====== Passage
In art, Arthur Danto refers to it as "the end of art". Not because art won't be made any longer or is in any literal sense "over", but because virtually anything now is allowed. In fashion, I suspect something similar has occurred. There aren't the same limits on what is or isn't fashionable because we've accepted anything, in theory, can be in fashion while also accepting that fashion doesn't have to follow narrow cultural trend lines anymore but can be whatever the individual themselves might prefer as long as it "suits" them well. There is likely a corresponding financial/class shift in who gets to decide what's acceptable as well, where authority is no longer the force it used to be in any sphere of culture.
posted by gusottertrout at 2:03 PM on February 2, 2019 [18 favorites]


I think wardrobe planning is especially interesting and tricky for knitters. Knitting trends and general fashion trends often don’t sync up, and there are so many yarns and patterns that are absolutely gorgeous but don’t really work in the context of a wardrobe.

I knit far less than I used to several years ago. Some of that is life changes and a lack of time, but there was also the realization that there was almost no overlap between the knits I liked to make and the knits I liked to wear.
posted by Metroid Baby at 6:31 AM on February 3, 2019 [2 favorites]


gusottertrout, have you read any books on these changes that you could suggest?
posted by Selena777 at 7:41 AM on February 3, 2019


About fashion specifically, not much really. I just started looking into fashion history more closely this last year and I"m still learning more of basics of how clothing has changed over time. My supposition is based on how the few fashion books I've read tend to end in talking about changes in fashion during the nineties and early 2000s, describing the growing range of influences coming to design and wider variety of styles and places new looks are coming from.

That seemed to fit with other things I'd seen and read about fashion and the arts more generally. Arthur Danto has a number of books that deal with his ideas on how we've reached this "end", including one called "After the End of Art" which I quite liked, but it doesn't deal with fashion or other practical arts per se. It also seemed to fit with what I'd come to understand about other forms of popular media arts, like movies, TV, music and so on. I wish I could point to some good book or article that might go into the idea, but I think it's something I've sort of pieced together from a variety of sources on all the arts I'd read over the years more than something from any one place.
============
====== Raw data
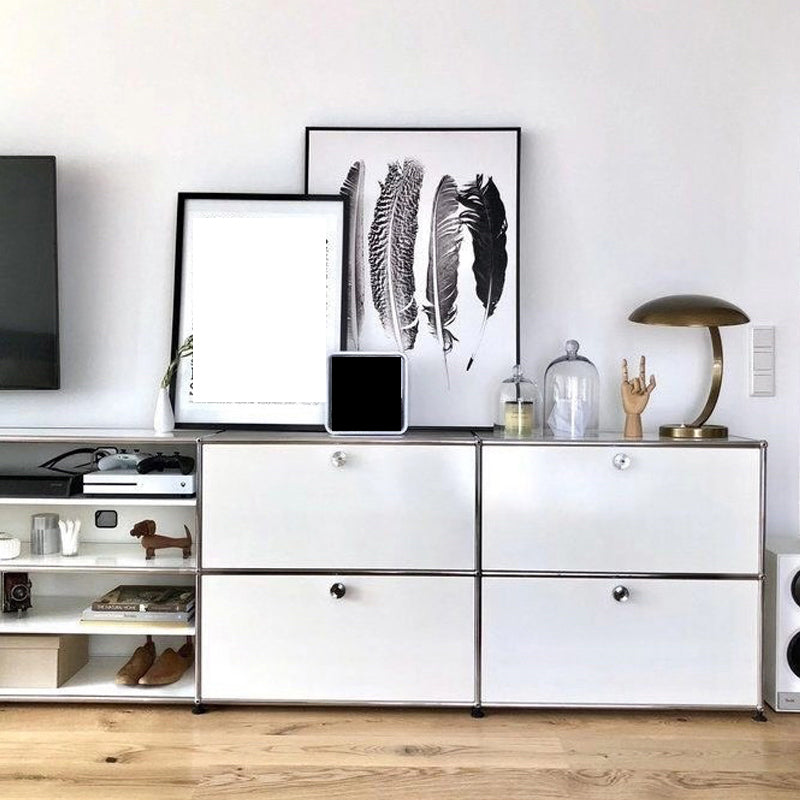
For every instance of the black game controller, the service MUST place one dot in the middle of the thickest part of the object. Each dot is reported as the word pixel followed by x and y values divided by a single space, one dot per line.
============
→ Requirement 1:
Translate this sentence from the fashion thread into Spanish: "In fashion, I suspect something similar has occurred."
→ Requirement 2:
Transcribe the fashion thread from "I knit far less" up to and including "are coming from.".

→ Task output 1:
En la moda, sospecho que ha ocurrido algo similar.

→ Task output 2:
I knit far less than I used to several years ago. Some of that is life changes and a lack of time, but there was also the realization that there was almost no overlap between the knits I liked to make and the knits I liked to wear.
posted by Metroid Baby at 6:31 AM on February 3, 2019 [2 favorites]


gusottertrout, have you read any books on these changes that you could suggest?
posted by Selena777 at 7:41 AM on February 3, 2019


About fashion specifically, not much really. I just started looking into fashion history more closely this last year and I"m still learning more of basics of how clothing has changed over time. My supposition is based on how the few fashion books I've read tend to end in talking about changes in fashion during the nineties and early 2000s, describing the growing range of influences coming to design and wider variety of styles and places new looks are coming from.